Reading text

English 12, Introduction to Literary Study, at the 10 hour with Professor Will
Designed for prospective majors in English and for students interested in a general literature course, English 12 offers an introduction to the critical historical and creative study of literature. Each of the sections provides a survey of literature from different historical periods and an overview of the aims, assumptions and methodologies of reading, critical analysis and creative practice. The course counts for credit in the major. Dist: LIT. No course group or CA tag designation.
Introduction to Literary Study--Methods. This section focuses on the interpretive methods, critical modes and creative practices of English literature as a disciplinary study. Texts will be drawn from at least two genres and historical periods as well as the history of criticism and theory. Writing for the class will include both critical and creative practices.

Named object pointing data
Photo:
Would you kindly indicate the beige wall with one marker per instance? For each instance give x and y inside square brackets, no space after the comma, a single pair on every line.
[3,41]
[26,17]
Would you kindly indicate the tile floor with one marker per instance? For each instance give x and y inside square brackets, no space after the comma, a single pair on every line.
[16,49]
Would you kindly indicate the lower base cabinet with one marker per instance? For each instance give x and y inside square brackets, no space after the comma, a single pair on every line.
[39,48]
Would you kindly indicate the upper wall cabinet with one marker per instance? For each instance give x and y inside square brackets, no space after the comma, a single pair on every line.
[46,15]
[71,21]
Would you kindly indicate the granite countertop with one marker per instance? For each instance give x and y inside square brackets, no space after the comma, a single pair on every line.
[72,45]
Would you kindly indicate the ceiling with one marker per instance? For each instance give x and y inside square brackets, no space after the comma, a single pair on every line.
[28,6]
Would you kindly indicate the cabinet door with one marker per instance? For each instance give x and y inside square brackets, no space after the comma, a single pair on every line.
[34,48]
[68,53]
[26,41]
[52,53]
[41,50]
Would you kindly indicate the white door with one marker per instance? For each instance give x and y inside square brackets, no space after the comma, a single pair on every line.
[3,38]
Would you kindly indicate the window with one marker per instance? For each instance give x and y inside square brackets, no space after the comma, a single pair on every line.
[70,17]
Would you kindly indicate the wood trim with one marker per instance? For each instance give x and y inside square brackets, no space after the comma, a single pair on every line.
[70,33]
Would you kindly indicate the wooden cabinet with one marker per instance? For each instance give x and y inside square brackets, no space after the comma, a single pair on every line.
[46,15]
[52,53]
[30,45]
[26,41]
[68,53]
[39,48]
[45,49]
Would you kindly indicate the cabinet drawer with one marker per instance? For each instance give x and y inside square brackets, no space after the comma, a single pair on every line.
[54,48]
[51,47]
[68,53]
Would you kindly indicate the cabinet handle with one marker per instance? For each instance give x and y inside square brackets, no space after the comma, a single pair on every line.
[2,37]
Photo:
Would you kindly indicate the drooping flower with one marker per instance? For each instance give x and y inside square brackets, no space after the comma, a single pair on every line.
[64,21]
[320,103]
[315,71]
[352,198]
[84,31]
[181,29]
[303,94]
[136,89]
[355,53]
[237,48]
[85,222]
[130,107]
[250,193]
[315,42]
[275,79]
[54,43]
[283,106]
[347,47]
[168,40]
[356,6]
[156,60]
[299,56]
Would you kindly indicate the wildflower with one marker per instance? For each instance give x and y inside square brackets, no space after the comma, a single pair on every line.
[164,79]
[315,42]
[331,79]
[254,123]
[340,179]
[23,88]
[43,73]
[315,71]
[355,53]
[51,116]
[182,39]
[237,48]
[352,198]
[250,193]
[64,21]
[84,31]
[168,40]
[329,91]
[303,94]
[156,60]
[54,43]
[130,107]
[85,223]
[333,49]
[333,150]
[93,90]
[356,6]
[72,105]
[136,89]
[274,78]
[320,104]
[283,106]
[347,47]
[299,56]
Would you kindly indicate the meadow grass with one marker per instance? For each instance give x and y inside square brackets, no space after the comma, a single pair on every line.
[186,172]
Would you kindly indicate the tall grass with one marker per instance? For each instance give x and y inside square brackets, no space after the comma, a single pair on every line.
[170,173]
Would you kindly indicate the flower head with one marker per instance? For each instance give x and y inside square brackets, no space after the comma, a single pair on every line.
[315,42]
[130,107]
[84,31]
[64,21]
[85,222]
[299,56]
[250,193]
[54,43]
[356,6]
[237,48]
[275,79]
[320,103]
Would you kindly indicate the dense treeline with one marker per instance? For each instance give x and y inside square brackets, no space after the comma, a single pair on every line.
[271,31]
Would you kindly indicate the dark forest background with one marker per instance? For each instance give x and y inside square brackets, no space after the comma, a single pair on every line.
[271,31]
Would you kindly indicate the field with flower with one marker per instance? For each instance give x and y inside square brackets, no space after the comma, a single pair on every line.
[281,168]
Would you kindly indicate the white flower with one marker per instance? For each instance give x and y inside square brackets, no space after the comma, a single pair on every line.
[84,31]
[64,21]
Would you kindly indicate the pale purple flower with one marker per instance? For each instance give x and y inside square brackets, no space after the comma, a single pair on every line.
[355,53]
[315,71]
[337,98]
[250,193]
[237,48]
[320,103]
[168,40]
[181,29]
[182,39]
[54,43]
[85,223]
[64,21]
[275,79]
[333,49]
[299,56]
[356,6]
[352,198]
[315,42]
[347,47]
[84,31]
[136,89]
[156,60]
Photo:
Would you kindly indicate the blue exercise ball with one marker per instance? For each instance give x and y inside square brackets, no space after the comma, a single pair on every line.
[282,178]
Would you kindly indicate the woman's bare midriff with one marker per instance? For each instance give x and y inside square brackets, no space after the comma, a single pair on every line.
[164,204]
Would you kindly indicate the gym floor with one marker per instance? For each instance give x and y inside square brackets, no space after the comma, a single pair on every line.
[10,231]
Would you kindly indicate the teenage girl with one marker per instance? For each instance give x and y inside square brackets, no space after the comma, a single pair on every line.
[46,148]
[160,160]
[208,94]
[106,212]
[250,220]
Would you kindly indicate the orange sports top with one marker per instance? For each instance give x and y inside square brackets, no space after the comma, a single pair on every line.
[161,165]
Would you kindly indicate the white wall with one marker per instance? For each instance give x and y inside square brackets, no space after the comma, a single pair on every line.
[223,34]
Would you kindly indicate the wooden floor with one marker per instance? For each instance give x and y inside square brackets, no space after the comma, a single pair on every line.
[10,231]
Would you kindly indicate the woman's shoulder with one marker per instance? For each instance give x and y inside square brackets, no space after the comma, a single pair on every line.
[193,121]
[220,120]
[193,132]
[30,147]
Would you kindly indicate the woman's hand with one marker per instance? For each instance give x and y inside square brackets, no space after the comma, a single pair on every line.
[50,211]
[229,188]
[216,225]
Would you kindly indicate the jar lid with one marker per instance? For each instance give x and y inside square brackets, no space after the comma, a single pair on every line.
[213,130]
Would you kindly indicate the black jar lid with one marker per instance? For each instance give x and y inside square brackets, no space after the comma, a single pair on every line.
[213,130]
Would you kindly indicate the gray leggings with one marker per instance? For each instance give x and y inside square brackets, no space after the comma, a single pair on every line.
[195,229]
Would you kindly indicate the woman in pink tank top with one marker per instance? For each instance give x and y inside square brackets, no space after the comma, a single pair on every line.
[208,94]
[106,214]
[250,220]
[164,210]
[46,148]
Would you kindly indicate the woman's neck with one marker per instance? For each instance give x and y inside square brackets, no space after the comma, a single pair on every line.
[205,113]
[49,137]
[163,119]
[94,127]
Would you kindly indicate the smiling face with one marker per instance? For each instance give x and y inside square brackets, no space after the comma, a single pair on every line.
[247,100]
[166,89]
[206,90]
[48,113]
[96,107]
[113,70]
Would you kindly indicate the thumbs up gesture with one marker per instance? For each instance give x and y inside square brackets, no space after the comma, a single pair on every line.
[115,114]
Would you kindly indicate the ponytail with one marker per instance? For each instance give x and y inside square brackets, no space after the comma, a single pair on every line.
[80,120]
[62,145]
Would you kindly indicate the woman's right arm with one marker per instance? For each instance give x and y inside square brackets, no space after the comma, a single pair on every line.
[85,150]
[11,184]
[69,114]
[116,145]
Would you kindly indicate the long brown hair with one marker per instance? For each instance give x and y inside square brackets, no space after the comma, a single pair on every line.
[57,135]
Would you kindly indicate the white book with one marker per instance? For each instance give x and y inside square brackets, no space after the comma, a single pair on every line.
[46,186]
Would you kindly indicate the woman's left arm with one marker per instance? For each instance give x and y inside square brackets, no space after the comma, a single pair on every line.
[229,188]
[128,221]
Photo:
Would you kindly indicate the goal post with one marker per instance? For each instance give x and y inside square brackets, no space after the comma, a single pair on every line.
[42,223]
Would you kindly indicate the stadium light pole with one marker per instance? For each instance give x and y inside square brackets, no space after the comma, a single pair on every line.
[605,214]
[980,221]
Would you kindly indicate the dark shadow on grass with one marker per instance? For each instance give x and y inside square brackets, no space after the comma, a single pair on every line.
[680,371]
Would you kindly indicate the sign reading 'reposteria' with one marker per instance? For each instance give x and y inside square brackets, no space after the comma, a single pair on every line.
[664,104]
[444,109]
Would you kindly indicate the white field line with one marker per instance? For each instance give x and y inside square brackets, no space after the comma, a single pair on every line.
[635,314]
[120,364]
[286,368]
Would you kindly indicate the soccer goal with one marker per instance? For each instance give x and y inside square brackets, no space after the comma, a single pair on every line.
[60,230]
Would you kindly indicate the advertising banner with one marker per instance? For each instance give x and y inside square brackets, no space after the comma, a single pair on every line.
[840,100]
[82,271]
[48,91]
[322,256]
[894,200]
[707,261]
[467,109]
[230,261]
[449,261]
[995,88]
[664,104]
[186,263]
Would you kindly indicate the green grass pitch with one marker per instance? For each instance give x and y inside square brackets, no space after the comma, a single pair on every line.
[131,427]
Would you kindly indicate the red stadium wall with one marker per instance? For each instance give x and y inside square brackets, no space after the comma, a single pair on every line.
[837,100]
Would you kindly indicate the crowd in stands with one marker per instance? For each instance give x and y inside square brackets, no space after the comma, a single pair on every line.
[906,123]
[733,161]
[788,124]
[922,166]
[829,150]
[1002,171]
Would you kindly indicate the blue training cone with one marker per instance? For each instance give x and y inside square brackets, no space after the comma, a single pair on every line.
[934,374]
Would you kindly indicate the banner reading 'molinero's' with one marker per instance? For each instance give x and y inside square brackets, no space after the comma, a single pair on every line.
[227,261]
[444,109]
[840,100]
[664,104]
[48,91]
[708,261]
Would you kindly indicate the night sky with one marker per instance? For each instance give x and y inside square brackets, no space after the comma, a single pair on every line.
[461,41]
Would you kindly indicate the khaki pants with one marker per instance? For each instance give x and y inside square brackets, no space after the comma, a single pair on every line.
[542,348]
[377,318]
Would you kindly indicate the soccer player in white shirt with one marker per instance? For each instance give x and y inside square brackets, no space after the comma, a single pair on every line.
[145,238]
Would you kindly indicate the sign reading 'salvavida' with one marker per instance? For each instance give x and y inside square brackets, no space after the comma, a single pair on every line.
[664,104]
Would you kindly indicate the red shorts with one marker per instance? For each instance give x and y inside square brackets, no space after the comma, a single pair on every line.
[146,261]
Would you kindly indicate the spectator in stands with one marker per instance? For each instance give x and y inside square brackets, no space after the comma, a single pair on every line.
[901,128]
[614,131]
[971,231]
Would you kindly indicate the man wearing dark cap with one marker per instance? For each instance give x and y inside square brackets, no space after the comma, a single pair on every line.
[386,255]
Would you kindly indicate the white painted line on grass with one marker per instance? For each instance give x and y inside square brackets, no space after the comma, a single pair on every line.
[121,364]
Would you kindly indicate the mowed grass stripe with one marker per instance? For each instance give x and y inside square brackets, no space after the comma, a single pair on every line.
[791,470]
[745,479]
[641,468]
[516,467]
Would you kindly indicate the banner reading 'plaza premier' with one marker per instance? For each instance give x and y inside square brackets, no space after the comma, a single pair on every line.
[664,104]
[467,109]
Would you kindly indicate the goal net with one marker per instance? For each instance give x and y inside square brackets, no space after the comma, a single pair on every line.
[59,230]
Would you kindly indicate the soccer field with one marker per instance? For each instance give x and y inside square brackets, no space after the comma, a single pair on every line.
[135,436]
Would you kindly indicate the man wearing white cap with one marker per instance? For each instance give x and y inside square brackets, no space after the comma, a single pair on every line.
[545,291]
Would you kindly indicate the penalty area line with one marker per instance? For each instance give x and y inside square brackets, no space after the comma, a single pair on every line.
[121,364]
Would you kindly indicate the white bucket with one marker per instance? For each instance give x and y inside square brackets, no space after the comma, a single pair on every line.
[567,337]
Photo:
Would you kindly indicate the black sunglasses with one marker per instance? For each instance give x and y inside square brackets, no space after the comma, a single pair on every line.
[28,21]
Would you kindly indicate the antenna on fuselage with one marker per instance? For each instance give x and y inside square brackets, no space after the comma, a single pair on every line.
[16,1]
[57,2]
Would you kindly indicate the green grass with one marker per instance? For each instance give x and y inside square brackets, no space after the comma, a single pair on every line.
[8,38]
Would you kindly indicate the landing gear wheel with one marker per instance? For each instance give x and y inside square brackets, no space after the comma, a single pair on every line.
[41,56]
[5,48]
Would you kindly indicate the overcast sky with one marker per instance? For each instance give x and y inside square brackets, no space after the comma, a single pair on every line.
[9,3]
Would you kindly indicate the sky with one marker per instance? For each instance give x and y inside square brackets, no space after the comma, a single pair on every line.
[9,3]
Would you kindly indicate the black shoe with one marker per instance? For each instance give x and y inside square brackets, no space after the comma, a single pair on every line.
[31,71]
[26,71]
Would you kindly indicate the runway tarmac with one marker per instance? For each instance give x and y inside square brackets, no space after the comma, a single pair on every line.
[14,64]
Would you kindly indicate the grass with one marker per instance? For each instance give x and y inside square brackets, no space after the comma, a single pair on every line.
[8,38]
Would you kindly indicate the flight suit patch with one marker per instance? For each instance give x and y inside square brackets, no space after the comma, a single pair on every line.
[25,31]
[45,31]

To be done
Reproduce the English 12 course description word for word. This data is not needed for the work.

Response to this exercise
English 12, Introduction to Literary Study, at the 10 hour with Professor Will
Designed for prospective majors in English and for students interested in a general literature course, English 12 offers an introduction to the critical historical and creative study of literature. Each of the sections provides a survey of literature from different historical periods and an overview of the aims, assumptions and methodologies of reading, critical analysis and creative practice. The course counts for credit in the major. Dist: LIT. No course group or CA tag designation.
Introduction to Literary Study--Methods. This section focuses on the interpretive methods, critical modes and creative practices of English literature as a disciplinary study. Texts will be drawn from at least two genres and historical periods as well as the history of criticism and theory. Writing for the class will include both critical and creative practices.